Task requirements: Which lines hold the string "platform"? Copy each of them from the material below.

------------------------

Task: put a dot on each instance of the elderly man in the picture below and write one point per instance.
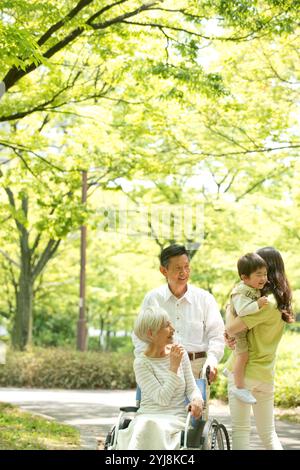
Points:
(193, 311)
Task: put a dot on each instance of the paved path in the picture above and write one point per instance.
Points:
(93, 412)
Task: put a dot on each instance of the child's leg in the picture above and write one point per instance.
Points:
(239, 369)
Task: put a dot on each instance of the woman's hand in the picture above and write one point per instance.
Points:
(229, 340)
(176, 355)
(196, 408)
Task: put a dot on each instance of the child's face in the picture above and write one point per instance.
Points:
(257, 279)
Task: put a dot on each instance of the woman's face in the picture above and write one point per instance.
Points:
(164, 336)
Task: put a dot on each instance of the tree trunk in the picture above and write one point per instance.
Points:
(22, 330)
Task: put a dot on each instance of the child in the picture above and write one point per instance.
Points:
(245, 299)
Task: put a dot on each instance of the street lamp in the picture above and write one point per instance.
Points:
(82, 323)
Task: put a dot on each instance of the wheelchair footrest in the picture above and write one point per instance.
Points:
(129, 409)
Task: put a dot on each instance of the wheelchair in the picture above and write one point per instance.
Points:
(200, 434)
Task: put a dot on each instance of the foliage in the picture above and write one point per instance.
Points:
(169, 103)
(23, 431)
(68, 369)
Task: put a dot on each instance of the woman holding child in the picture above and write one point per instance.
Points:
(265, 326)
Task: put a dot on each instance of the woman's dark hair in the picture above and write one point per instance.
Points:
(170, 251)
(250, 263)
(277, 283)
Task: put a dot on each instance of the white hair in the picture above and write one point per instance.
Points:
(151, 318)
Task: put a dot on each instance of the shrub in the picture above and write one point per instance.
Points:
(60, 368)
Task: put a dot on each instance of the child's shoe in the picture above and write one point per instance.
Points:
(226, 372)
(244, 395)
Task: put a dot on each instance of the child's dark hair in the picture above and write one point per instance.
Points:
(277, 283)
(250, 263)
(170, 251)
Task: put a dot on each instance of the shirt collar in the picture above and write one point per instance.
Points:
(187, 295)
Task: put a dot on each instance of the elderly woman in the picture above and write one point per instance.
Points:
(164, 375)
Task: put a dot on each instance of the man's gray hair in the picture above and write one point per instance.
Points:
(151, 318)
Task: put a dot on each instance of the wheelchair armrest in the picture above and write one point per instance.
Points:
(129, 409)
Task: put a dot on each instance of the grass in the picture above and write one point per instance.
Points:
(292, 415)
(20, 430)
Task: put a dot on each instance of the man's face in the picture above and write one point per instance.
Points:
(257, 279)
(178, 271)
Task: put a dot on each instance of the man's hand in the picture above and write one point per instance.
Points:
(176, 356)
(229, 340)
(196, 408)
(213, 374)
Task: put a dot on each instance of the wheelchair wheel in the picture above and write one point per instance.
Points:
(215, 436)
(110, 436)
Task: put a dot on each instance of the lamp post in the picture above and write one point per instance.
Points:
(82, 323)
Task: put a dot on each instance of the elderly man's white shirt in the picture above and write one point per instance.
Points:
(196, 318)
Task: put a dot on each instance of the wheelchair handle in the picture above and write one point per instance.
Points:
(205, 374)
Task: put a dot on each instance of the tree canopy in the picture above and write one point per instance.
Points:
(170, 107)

------------------------

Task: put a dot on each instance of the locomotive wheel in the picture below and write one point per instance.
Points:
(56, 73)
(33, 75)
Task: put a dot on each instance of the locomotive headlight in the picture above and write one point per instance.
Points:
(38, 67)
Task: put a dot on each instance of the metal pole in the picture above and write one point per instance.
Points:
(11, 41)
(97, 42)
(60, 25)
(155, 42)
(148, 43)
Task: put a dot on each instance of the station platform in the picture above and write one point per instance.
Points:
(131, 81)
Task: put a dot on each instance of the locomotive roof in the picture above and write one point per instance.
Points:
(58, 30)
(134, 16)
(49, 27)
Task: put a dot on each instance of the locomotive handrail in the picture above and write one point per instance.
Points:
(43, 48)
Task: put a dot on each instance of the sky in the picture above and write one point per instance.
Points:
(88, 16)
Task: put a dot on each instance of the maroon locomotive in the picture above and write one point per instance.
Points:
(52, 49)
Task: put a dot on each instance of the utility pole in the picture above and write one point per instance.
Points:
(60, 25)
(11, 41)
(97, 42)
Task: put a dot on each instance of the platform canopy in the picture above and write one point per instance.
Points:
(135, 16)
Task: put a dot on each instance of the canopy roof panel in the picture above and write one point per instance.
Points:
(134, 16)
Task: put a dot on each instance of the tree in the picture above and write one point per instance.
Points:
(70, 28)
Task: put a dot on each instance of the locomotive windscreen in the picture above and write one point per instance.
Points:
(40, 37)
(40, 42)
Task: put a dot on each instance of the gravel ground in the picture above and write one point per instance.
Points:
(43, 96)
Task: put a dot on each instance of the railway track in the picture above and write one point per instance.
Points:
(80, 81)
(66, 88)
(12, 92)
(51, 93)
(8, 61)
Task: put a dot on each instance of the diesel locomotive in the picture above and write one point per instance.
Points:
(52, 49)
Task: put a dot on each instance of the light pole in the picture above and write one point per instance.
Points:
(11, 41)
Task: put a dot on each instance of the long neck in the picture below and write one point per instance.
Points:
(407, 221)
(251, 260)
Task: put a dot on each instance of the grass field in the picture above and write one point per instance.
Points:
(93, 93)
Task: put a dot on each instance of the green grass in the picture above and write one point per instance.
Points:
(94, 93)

------------------------

Response to the exercise:
Task: put a dot on each instance of the station platform in the picture above and write one point per instance.
Task: put a dot on each instance of the platform canopy in the picture above and write one point per instance.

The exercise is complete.